--- GOAL ---
Copy out, without any change, the stretch of the items below from the line that contains "# test: identify the bird's" through the final line of the items.

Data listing
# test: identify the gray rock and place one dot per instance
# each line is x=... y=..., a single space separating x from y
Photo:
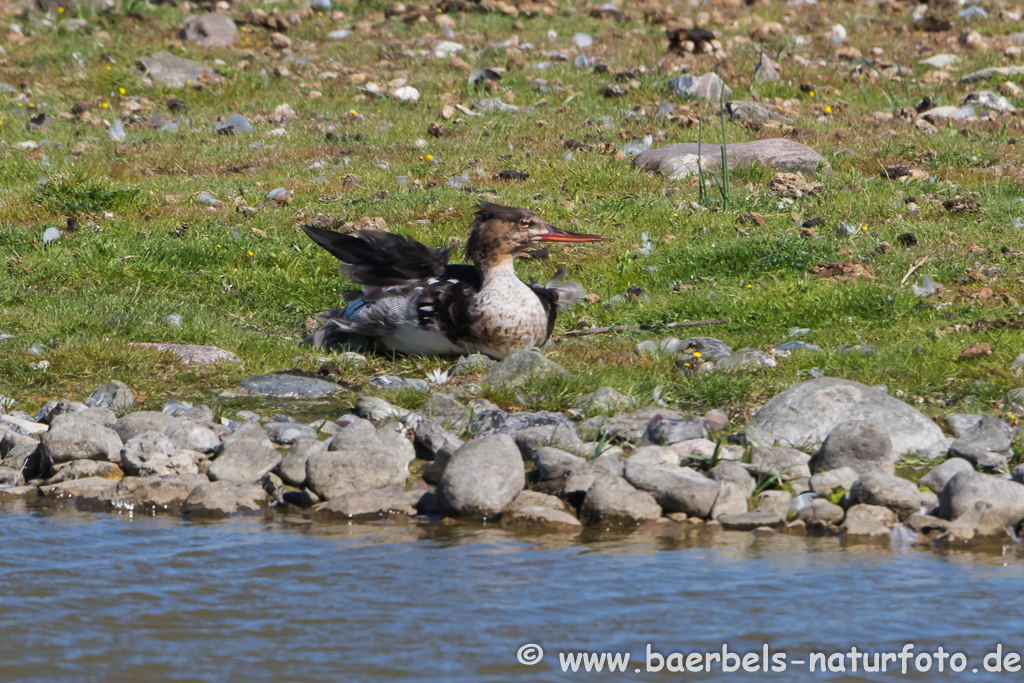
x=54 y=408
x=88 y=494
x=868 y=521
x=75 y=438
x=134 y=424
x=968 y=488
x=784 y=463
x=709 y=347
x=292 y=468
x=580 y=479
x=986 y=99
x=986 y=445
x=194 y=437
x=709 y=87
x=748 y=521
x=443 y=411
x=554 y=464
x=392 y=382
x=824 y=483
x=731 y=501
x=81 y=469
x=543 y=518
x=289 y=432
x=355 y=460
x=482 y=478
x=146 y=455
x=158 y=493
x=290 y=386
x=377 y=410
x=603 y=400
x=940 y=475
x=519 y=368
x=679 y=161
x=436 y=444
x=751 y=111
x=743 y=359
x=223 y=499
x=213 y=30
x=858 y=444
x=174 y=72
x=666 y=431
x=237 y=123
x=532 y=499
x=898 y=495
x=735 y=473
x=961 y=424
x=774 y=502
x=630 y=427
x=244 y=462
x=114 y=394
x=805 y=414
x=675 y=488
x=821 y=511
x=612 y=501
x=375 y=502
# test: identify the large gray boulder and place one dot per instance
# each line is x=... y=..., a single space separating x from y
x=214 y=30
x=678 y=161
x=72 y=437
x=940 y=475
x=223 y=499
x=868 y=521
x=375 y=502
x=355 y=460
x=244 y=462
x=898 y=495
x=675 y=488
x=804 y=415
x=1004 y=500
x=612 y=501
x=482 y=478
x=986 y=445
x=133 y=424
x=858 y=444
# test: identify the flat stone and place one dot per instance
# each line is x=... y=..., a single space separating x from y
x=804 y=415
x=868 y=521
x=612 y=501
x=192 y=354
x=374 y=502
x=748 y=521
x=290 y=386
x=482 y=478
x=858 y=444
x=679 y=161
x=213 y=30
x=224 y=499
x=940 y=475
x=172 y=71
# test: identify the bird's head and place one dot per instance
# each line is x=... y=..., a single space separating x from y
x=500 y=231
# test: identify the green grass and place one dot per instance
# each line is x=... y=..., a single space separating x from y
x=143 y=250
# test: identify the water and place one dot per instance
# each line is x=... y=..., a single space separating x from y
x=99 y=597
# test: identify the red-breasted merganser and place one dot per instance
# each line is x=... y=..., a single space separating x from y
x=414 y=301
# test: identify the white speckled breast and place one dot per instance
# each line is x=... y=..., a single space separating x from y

--- OUTPUT OF THE EXERCISE ---
# test: identify the bird's head and place one dot per instance
# each line is x=... y=..., a single space separating x from y
x=500 y=231
# test: identify the green grass and place one dot per instance
# each line is x=... y=..., a single space separating x from y
x=143 y=250
# test: identify the water and place one dot per instance
# each line is x=... y=..., a single space separating x from y
x=99 y=597
# test: identify the red-breasted merganser and place one dot per instance
# each line is x=... y=..., a single space separating x from y
x=414 y=301
# test: identify the white speckled breast and place one dot per instance
# each line is x=... y=..., a single space separating x from y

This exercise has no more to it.